Competing interests: Andrea Cipriani received research, educational and consultancy fees from the Italian Network for Paediatric Trials, CARIPLO Foundation, Lundbeck, and Angelini Pharma. Toshi A. Furukawa reports personal fees from Boehringer-Ingelheim, Daiichi Sankyo, DT Axis, Kyoto University Original, Shionogi, and SONY, and a grant from Shionogi outside the submitted work; in addition, TAF has patents 2020-548587 and 2022-082495 pending, and intellectual properties for Kokoro-app licensed to Mitsubishi-Tanabe. Oliver D. Howes has received investigator-initiated research funding from and/or participated in advisory/speaker meetings organised by Angellini, Autifony, Biogen, Boehringer-Ingelheim, Eli Lilly, Elysium, Heptares, Global Medical Education, Invicro, Jansenn, Karuna, Lundbeck, Merck, Neurocrine, Ontrack/ Pangea, Otsuka, Sunovion, Recordati, Roche, Rovi and Viatris/ Mylan. He was previously a part-time employee of Lundbeck A/v. Dr Howes has a patent for the use of dopaminergic imaging. In the last three years Stefan Leucht has received honoraria for advising/consulting and/or for lectures and/or for educational material from Angelini, Boehringer Ingelheim, Eisai, Ekademia, GedeonRichter, Janssen, Karuna, Kynexis, Lundbeck, Medichem, Medscape, Mitsubishi, Otsuka, NovoNordisk, Recordati, Rovi, Teva. Robert A. McCutcheon has received speaker/consultancy fees from Karuna, Janssen, Boehringer Ingelheim, and Otsuka, and is a director of a company that hosts psychotropic prescribing decision tools. Carmen Moreno received honoraria as a consultant and/or advisor and/or for lectures from Angelini, Compass, Esteve, Exeltis Janssen, Lundbeck, Neuraxpharm, Nuvelution, Otsuka, Pfizer, Servier and Sunovion outside the submitted work. Nobuyuki Nomura has received speaker fees from Eisai, Meiji Seika Pharma, Otsuka, and Sumitomo Pharma; and manuscript fees from Sumitomo Pharma. Edoardo G. Ostinelli has received research and consultancy fees from Angelini Pharma. No other competing interests were disclosed.

Figures

Figure 1.
Figure 1.. PRISMA flow diagram for study selection of human studies.
**One single-arm neuroimaging study (NCT04038957) had originally been listed here as excluded, but its findings were post-hoc considered to provide mechanistic insights of the effects of TAAR1 agonists.
Figure 2.
Figure 2.. TAAR1 agonists versus placebo on overall symptoms in acute schizophrenia.

* [TO DO]
a - Answer these questions about the page extract:
(i) From which company did Edoardo G. Ostinelli receive research and consultancy fees?
(ii) What does Figure 1 show?
(iii) What is Dr Howes's patent for?
b - Continue the page extract on TAAR1 agonists in schizophrenia from its final line.

Referring expression pointing items:
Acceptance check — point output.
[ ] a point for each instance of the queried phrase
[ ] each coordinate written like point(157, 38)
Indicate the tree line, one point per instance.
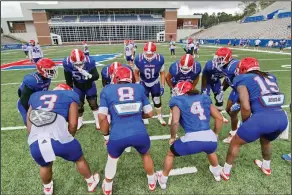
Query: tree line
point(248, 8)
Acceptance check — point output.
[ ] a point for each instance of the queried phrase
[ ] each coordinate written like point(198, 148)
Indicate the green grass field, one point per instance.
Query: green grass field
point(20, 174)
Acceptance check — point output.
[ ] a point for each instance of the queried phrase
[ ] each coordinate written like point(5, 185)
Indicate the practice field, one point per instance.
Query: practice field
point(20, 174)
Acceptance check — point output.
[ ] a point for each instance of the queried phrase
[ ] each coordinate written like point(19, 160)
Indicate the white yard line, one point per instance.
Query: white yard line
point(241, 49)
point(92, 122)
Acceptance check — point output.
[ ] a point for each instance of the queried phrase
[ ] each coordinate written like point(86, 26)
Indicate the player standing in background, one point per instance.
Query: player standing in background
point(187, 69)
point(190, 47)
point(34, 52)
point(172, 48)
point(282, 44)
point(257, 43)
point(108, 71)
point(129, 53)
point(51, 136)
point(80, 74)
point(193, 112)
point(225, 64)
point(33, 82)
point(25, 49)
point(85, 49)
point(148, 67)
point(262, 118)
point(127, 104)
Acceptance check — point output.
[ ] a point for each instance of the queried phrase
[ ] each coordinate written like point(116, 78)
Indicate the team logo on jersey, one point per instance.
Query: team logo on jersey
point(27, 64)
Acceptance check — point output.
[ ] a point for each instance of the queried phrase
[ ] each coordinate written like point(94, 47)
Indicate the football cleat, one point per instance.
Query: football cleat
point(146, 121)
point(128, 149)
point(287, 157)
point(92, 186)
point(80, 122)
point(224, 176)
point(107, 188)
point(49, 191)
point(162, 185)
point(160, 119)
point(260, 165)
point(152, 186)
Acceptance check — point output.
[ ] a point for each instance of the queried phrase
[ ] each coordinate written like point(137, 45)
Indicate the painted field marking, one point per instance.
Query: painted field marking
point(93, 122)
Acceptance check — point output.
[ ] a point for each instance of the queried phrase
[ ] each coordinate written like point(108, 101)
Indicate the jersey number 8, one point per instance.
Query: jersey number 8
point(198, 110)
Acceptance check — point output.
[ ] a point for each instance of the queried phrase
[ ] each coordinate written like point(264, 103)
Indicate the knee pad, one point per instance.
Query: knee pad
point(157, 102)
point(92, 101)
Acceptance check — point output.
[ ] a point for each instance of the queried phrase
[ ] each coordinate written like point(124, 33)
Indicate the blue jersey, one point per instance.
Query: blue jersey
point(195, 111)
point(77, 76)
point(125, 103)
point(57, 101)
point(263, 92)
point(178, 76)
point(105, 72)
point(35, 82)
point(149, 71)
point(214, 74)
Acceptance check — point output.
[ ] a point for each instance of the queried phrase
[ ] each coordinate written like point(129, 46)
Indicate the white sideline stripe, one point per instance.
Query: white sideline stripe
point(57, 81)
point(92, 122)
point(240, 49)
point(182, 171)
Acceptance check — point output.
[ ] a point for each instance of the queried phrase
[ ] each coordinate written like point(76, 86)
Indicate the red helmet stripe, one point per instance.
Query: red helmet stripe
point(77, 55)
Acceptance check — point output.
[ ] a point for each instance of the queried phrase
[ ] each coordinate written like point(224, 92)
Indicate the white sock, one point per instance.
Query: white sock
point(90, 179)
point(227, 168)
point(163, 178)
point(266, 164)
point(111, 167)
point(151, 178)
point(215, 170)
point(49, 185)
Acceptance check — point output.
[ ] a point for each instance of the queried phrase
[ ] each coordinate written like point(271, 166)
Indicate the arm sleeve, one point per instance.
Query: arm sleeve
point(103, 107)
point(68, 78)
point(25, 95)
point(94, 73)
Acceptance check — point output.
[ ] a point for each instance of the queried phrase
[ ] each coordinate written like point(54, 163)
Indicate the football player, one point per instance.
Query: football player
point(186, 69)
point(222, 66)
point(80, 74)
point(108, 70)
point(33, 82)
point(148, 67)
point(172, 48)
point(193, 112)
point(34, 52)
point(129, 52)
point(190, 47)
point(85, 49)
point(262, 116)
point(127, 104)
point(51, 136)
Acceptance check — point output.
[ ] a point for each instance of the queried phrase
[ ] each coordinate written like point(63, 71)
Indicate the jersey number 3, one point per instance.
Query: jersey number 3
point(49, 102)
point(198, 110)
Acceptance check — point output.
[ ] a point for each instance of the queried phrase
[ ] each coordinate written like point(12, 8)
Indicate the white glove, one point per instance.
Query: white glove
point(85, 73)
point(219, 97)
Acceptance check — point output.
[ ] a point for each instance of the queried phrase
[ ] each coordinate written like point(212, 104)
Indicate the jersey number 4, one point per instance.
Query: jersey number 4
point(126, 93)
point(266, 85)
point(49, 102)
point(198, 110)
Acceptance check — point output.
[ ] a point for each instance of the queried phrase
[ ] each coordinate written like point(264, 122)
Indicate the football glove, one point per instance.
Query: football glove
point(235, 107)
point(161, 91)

* [ANSWERS]
a -
(i) Angelini Pharma
(ii) A PRISMA flow diagram for study selection of human studies
(iii) The use of dopaminergic imaging

b -
A. Forest plot of TAAR1 agonists versus placebo on overall symptoms in acute schizophrenia. There were available data for ulotaront and ralmitaront. The findings of random- and fixed-effects meta-analyses are presented. The overall risk of bias according to RoB2 is also presented, with all studies having an overall low risk of bias. B. Effect sizes for each dose level of ulotaront and ralmitaront compared to placebo on overall symptoms in acute schizophrenia. The findings of each study are presented separately, and the effect sizes were corrected for using the same control in each study by subdividing accordingly the sample size. The study of Koblan et al. 2020 was a flexible dosing study, which used of ulotaront between 50 to 75mg/d and its effect size is placed in the middle of the range. SMD: Standardised mean difference, 95%CI: 95% confidence interval.
Figure 3.
Figure 3.. TAAR1 agonists versus placebo on dropouts and adverse events in human studies.
Summary forest plot of TAAR1 agonists versus placebo on dropouts and adverse events. The pooled estimates from meta-analyses or effect sizes from single studies are presented for each of the outcomes relevant to dropouts and adverse events, separately for two timepoints with usable data. To ease the interpretation, adverse events were grouped in categories. There were usable data for treatment of ulotaront and ralmitaront for 4 to 6 weeks in acute schizophrenia or Parkinson’s disease psychosis, and after a single dose of ulotaront in participants with schizophrenia, healthy volunteers and narcolepsy-cataplexy. *This time point referred to events experienced after a single dose of ulotaront, except for additional and limited data for any and serious adverse events from the study by Szabo et al. 2023 examining treatment of 2 weeks with ulotaront. A logarithmic x-axis was used. N: number of studies; n: number of participants; OR: Odds ratio; 95%CI: 95% confidence interval.
Figure 4.
Figure 4.. PRISMA flow diagram for study selection of non-human studies.
Figure 5.
Figure 5.. TAAR1 agonists versus control condition for locomotor activity in animal models of psychosis.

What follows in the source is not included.